◆ **What you need to do**: Go through the material below, find each line with the word "item", and copy those lines.

◆ **Given data**:
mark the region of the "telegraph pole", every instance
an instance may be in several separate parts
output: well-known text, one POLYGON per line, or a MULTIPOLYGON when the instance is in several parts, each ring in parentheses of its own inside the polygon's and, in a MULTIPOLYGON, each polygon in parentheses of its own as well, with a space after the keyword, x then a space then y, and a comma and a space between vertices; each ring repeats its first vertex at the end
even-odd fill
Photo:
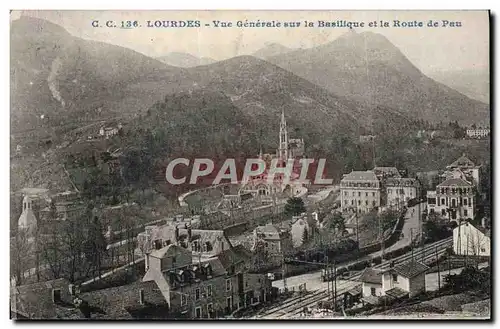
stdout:
POLYGON ((436 262, 438 270, 438 291, 441 290, 441 271, 439 270, 439 258, 438 258, 438 248, 436 246, 436 262))
POLYGON ((328 273, 328 256, 325 256, 325 278, 326 278, 326 291, 330 296, 330 276, 328 273))
POLYGON ((334 281, 334 291, 333 291, 333 311, 337 311, 337 265, 335 260, 333 260, 333 279, 334 281))
POLYGON ((411 261, 413 262, 413 227, 410 228, 411 261))
POLYGON ((288 291, 288 287, 286 284, 286 264, 285 264, 285 253, 283 249, 281 249, 281 261, 282 261, 282 275, 283 275, 283 290, 285 292, 288 291))

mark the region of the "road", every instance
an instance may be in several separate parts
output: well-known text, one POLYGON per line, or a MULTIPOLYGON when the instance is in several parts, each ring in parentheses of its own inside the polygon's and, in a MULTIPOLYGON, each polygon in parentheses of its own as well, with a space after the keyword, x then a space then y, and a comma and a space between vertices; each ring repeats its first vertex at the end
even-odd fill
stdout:
POLYGON ((416 206, 409 207, 408 211, 405 215, 405 224, 401 232, 403 233, 403 238, 398 240, 395 244, 390 247, 387 247, 386 252, 403 248, 405 246, 409 246, 411 243, 411 239, 415 239, 417 234, 420 234, 420 221, 419 221, 419 207, 420 214, 424 210, 424 204, 419 203, 416 206), (412 233, 413 232, 413 233, 412 233))

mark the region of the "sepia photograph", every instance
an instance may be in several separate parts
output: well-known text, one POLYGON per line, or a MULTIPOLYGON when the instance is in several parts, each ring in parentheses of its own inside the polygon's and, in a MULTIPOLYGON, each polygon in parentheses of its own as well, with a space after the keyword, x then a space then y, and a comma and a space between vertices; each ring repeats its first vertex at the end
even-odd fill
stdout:
POLYGON ((491 20, 12 10, 10 319, 491 320, 491 20))

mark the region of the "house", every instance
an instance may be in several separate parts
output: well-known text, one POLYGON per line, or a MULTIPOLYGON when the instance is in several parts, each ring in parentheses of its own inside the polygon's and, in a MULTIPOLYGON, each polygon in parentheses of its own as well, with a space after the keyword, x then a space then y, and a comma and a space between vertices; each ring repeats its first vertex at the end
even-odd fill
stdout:
POLYGON ((104 136, 106 138, 111 138, 115 135, 118 135, 118 133, 120 132, 120 130, 122 129, 122 125, 121 124, 118 124, 118 126, 116 127, 105 127, 105 126, 102 126, 100 129, 99 129, 99 135, 100 136, 104 136))
POLYGON ((466 156, 465 153, 463 153, 462 156, 453 161, 450 165, 446 166, 446 171, 444 174, 445 179, 447 179, 446 175, 453 170, 460 170, 460 172, 464 176, 460 178, 468 181, 471 185, 475 186, 478 191, 481 191, 481 166, 476 165, 471 159, 466 156))
POLYGON ((293 216, 290 234, 294 247, 300 247, 314 236, 316 220, 313 216, 302 214, 301 216, 293 216))
POLYGON ((359 280, 362 282, 363 302, 377 305, 379 303, 378 297, 383 295, 382 271, 368 267, 361 273, 359 280))
POLYGON ((361 274, 363 302, 377 305, 425 292, 425 274, 429 267, 415 260, 388 270, 367 268, 361 274))
POLYGON ((491 230, 469 222, 453 229, 453 252, 456 255, 491 256, 491 230))
POLYGON ((94 290, 78 294, 85 318, 93 320, 168 319, 170 312, 154 281, 94 290))
POLYGON ((444 218, 458 222, 464 218, 474 218, 474 188, 461 178, 451 178, 427 192, 430 213, 436 212, 444 218))
POLYGON ((17 225, 20 229, 28 231, 31 236, 33 236, 37 230, 38 221, 33 212, 33 199, 28 194, 23 198, 23 211, 19 216, 17 225))
POLYGON ((388 178, 385 181, 388 206, 405 206, 420 196, 420 182, 414 178, 388 178))
POLYGON ((267 224, 264 226, 258 226, 254 230, 254 247, 259 241, 262 241, 265 246, 265 250, 270 255, 276 255, 283 251, 289 250, 292 246, 292 239, 290 233, 283 229, 278 229, 272 224, 267 224))
POLYGON ((267 301, 271 282, 248 273, 247 256, 234 248, 205 259, 171 244, 150 254, 143 282, 154 281, 168 303, 170 317, 215 318, 267 301))
POLYGON ((396 266, 391 264, 389 270, 382 274, 382 295, 400 299, 405 294, 411 298, 425 292, 425 274, 428 269, 425 264, 414 260, 396 266), (401 294, 401 291, 405 293, 401 294))
POLYGON ((373 171, 352 171, 340 182, 342 212, 367 213, 380 206, 380 181, 373 171))
POLYGON ((232 247, 221 230, 192 229, 187 223, 178 225, 146 226, 137 236, 136 254, 145 256, 146 267, 153 251, 169 245, 178 245, 199 257, 208 257, 232 247))
POLYGON ((481 139, 481 138, 486 138, 490 135, 490 129, 472 128, 472 129, 467 129, 465 133, 467 134, 467 137, 481 139))
POLYGON ((82 319, 73 303, 74 290, 66 279, 10 288, 10 313, 16 320, 82 319))

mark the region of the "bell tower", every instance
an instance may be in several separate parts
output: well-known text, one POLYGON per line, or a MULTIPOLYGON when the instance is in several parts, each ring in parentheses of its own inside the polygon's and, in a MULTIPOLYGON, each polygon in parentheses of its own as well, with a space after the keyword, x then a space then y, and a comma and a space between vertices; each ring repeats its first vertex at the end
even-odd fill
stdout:
POLYGON ((281 122, 280 122, 280 147, 278 150, 278 156, 281 160, 288 160, 288 132, 286 129, 285 111, 281 112, 281 122))

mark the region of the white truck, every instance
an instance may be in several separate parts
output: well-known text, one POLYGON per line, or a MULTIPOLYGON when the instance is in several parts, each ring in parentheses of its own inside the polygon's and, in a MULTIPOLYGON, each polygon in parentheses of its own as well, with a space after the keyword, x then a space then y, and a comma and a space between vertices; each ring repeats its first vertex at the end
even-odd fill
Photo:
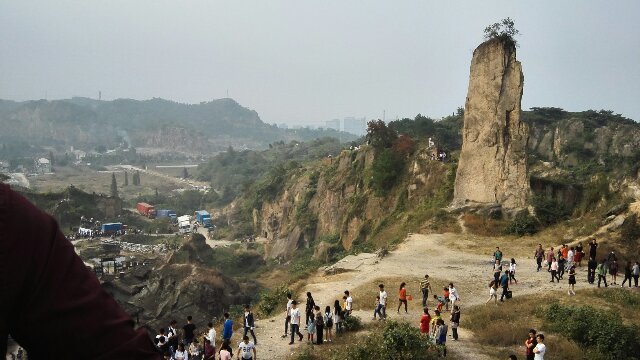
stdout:
POLYGON ((188 234, 191 232, 191 216, 182 215, 178 217, 178 232, 180 234, 188 234))

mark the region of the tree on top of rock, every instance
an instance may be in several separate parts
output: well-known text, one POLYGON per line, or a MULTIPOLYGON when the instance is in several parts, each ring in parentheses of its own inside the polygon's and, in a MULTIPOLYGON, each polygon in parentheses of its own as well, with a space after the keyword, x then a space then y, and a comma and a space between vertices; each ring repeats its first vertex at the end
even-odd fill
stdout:
POLYGON ((494 23, 484 28, 484 38, 487 40, 500 39, 507 44, 518 46, 518 42, 515 39, 516 35, 519 35, 520 31, 516 29, 515 23, 511 18, 502 19, 502 21, 494 23))

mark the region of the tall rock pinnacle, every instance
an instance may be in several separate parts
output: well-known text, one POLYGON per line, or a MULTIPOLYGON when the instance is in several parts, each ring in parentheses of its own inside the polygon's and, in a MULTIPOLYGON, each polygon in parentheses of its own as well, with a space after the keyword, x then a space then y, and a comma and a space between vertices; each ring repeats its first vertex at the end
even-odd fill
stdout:
POLYGON ((523 83, 511 44, 488 40, 473 52, 454 206, 526 206, 529 127, 520 121, 523 83))

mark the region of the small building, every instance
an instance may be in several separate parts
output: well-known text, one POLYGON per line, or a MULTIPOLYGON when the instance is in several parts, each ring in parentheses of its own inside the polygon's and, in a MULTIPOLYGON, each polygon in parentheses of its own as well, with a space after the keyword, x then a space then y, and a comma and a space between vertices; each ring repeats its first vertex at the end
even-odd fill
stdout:
POLYGON ((46 158, 36 160, 36 172, 38 174, 46 174, 51 172, 51 161, 46 158))

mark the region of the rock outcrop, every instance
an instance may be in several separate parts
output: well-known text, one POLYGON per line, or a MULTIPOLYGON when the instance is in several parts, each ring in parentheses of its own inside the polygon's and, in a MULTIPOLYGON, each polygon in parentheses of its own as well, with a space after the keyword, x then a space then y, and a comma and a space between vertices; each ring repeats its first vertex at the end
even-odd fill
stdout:
POLYGON ((473 52, 454 206, 526 206, 529 129, 520 120, 523 83, 512 45, 494 39, 473 52))

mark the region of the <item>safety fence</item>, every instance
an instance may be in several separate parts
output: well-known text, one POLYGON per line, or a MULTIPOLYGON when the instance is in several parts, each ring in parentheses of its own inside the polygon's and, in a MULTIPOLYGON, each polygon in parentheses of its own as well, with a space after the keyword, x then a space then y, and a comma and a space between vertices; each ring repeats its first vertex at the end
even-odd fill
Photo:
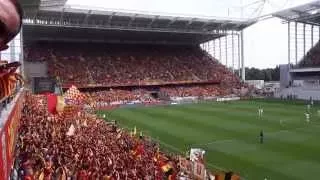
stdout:
POLYGON ((1 114, 0 129, 0 174, 2 179, 9 179, 14 162, 14 150, 17 131, 22 115, 25 92, 21 89, 17 95, 6 104, 1 114))

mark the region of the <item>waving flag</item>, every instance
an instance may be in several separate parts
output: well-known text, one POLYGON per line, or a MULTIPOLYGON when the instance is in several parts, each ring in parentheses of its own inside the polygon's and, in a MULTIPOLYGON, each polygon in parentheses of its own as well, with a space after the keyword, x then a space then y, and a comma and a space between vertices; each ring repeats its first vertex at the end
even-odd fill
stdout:
POLYGON ((84 94, 82 94, 79 89, 72 85, 63 95, 64 99, 65 99, 65 103, 67 105, 79 105, 81 104, 84 99, 85 96, 84 94))

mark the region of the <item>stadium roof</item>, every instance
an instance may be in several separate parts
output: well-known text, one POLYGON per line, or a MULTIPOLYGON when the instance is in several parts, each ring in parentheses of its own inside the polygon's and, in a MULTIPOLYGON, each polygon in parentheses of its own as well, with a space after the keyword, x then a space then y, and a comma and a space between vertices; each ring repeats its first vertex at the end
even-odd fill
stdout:
POLYGON ((301 6, 293 7, 273 13, 274 17, 286 21, 296 21, 306 24, 320 25, 320 1, 313 1, 301 6))
MULTIPOLYGON (((37 0, 33 0, 37 1, 37 0)), ((199 44, 241 31, 256 20, 192 17, 83 6, 45 6, 25 13, 26 40, 153 41, 199 44), (59 33, 57 33, 59 32, 59 33)))
POLYGON ((35 16, 39 9, 63 7, 67 0, 19 0, 25 16, 35 16))

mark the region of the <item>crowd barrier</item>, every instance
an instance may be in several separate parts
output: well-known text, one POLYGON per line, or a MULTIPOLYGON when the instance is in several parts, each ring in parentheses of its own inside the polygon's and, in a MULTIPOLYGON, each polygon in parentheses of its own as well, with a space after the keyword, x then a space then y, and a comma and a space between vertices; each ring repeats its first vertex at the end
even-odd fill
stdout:
POLYGON ((72 85, 76 85, 78 88, 116 88, 116 87, 142 87, 142 86, 168 86, 168 85, 186 85, 186 84, 220 84, 220 80, 210 80, 210 81, 172 81, 172 82, 164 82, 164 81, 139 81, 134 83, 127 84, 85 84, 80 82, 62 82, 62 88, 67 89, 72 85))
POLYGON ((10 171, 14 163, 14 150, 17 139, 19 121, 24 104, 24 91, 18 92, 11 104, 6 107, 8 112, 3 114, 3 126, 0 129, 0 175, 2 179, 10 179, 10 171))
MULTIPOLYGON (((138 107, 138 106, 158 106, 158 105, 176 105, 176 104, 190 104, 190 103, 201 103, 201 102, 225 102, 225 101, 238 101, 242 100, 243 97, 172 97, 170 101, 155 101, 155 102, 112 102, 112 103, 96 103, 93 105, 95 110, 103 111, 103 110, 113 110, 116 108, 130 108, 130 107, 138 107)), ((244 98, 246 99, 246 98, 244 98)))
MULTIPOLYGON (((162 101, 155 102, 126 102, 126 103, 97 103, 92 107, 96 111, 104 111, 104 110, 113 110, 117 108, 130 108, 130 107, 138 107, 138 106, 155 106, 155 105, 164 105, 167 104, 162 101)), ((88 105, 89 106, 89 105, 88 105)))

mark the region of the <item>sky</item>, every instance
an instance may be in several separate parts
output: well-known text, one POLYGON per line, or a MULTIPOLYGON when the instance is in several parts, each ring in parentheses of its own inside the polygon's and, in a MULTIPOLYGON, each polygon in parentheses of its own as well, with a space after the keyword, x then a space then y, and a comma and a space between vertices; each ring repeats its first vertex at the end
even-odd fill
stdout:
MULTIPOLYGON (((254 18, 313 0, 68 0, 67 4, 190 16, 254 18)), ((244 31, 245 66, 275 67, 288 61, 287 25, 272 18, 244 31)))

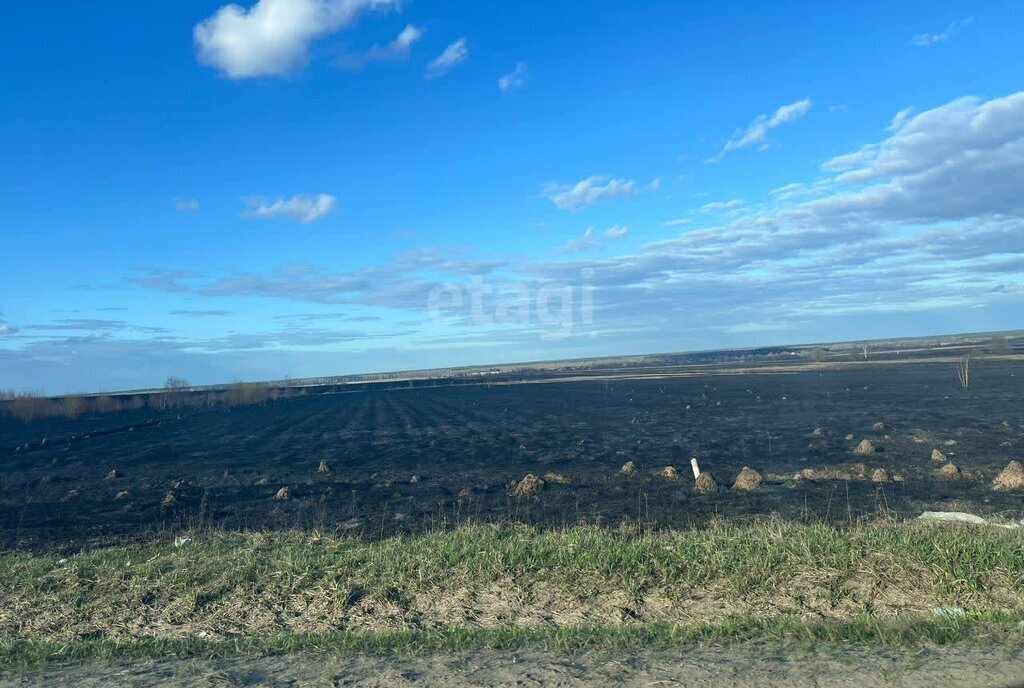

◆ **Output below**:
mark the region of the <item>safety fence</item>, every instance
mark the region of the <item>waving flag</item>, every instance
mark the region of the <item>stadium roof</item>, every instance
mark the region of the <item>crowd barrier</item>, every instance
mark the region of the <item>sky</item>, every instance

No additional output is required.